EXERCISE BRIEF: Reproduce nothing but the closing run of lines: the line with "For the benchmark, mark each instance of the white concrete" and each line that follows it to the end of the data.

EXERCISE DATA:

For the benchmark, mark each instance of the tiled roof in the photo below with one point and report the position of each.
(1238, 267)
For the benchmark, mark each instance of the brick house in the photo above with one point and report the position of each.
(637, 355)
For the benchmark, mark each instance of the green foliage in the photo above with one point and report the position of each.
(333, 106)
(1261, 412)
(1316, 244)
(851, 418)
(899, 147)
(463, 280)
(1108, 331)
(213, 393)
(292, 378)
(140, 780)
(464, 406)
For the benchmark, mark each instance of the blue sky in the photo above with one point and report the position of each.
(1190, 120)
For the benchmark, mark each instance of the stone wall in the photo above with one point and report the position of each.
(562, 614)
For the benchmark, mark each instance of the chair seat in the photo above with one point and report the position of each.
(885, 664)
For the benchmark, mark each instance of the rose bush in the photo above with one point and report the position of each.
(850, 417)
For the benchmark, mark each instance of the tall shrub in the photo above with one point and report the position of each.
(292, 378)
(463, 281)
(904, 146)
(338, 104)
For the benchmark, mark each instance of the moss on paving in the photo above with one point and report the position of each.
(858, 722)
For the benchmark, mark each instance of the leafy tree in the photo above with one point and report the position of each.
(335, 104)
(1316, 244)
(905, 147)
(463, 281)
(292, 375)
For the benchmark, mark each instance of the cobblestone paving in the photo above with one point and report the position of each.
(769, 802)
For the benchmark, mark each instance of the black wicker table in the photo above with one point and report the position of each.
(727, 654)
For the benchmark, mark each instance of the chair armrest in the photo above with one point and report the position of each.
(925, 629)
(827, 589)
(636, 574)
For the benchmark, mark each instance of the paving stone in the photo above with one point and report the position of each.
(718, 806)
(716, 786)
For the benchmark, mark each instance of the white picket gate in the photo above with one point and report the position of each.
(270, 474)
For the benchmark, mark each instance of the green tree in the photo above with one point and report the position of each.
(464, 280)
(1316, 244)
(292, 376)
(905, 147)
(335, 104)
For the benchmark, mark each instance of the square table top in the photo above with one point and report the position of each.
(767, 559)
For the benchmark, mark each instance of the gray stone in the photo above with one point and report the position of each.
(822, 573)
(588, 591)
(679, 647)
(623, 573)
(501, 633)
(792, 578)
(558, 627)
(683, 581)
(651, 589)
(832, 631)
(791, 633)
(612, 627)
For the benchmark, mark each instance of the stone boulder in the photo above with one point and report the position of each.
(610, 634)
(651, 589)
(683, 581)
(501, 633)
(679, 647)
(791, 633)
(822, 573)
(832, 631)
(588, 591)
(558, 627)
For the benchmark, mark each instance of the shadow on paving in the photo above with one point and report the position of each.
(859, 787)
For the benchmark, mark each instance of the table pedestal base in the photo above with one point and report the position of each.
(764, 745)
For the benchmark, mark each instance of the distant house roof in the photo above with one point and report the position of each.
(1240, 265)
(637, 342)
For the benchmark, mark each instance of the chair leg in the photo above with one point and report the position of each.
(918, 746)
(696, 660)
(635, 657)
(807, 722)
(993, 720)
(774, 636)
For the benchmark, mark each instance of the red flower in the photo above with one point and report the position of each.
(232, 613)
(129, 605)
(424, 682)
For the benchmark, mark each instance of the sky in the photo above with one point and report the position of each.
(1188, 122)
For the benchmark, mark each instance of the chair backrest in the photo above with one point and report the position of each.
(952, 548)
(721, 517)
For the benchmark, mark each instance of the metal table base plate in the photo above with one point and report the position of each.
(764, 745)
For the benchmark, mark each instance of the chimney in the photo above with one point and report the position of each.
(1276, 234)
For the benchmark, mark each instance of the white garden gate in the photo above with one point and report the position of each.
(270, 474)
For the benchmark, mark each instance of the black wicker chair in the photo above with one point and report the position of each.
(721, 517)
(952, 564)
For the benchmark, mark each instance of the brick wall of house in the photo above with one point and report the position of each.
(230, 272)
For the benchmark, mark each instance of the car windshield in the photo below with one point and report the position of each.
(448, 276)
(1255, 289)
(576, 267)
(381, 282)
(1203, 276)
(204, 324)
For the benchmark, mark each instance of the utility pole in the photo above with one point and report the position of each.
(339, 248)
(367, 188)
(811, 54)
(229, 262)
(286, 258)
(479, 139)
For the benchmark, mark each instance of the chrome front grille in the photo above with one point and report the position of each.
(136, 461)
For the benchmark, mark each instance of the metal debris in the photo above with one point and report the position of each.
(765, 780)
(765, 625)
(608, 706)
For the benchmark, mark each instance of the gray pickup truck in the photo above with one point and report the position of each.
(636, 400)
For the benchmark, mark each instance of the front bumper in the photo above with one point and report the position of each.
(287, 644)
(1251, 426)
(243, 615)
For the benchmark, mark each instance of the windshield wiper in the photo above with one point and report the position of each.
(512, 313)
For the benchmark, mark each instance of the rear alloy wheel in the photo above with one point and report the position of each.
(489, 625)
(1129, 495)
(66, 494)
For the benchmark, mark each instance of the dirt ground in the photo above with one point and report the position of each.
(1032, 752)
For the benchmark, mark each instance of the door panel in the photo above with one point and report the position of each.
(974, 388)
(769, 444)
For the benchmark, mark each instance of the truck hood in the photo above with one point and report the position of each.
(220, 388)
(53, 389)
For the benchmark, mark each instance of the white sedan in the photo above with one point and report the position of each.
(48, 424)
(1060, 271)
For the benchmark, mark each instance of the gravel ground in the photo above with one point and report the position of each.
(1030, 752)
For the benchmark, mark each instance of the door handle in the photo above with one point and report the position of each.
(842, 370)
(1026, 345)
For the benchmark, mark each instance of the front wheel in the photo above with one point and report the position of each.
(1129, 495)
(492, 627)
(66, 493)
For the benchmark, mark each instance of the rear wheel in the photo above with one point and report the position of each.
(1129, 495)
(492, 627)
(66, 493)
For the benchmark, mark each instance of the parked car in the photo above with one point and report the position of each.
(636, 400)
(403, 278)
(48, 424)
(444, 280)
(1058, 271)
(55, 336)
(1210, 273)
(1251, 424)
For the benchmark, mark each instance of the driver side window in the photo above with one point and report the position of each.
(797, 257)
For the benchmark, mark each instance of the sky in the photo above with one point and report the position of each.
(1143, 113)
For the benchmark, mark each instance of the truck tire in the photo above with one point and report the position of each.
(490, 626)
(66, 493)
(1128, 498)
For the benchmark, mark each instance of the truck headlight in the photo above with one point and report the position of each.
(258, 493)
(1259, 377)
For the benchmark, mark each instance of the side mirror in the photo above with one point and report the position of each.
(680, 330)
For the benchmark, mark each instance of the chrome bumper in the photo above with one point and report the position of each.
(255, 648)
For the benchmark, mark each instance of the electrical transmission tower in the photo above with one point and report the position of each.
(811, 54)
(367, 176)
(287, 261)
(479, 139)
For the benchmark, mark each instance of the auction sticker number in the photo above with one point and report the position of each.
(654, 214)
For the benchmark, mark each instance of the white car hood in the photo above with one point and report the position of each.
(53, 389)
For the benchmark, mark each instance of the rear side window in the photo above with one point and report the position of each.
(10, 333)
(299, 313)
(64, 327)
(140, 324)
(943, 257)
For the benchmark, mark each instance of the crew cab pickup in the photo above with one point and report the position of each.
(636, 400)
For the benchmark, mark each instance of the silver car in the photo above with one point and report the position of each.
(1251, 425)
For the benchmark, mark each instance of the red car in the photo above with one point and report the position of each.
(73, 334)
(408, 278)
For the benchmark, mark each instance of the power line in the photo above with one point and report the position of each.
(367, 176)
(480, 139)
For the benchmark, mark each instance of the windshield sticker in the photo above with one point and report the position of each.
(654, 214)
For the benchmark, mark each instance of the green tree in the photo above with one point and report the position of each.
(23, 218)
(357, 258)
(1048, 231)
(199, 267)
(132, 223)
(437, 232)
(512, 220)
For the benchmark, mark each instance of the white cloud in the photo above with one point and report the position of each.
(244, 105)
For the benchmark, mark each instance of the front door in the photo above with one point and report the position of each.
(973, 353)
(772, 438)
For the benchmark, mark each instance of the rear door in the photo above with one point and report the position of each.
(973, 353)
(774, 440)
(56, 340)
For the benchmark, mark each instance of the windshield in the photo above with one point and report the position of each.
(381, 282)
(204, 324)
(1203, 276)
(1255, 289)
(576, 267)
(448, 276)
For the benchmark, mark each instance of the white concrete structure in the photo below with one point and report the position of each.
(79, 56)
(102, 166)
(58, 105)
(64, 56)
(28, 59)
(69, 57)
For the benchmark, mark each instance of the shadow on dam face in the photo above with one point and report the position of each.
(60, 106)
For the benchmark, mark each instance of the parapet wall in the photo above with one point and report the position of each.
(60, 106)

RESPONSE TO THE TASK:
For the benchmark, mark each instance of the white concrete structure in the photo below with one point and report the position of each.
(79, 56)
(102, 166)
(58, 105)
(64, 56)
(28, 59)
(69, 57)
For the benchmark, mark each instance of the shadow on dam face in the photo above with one point and report the position of each.
(60, 106)
For the benchmark, mark each instance of the parapet wall in the photo above with one point and report the position of each.
(60, 106)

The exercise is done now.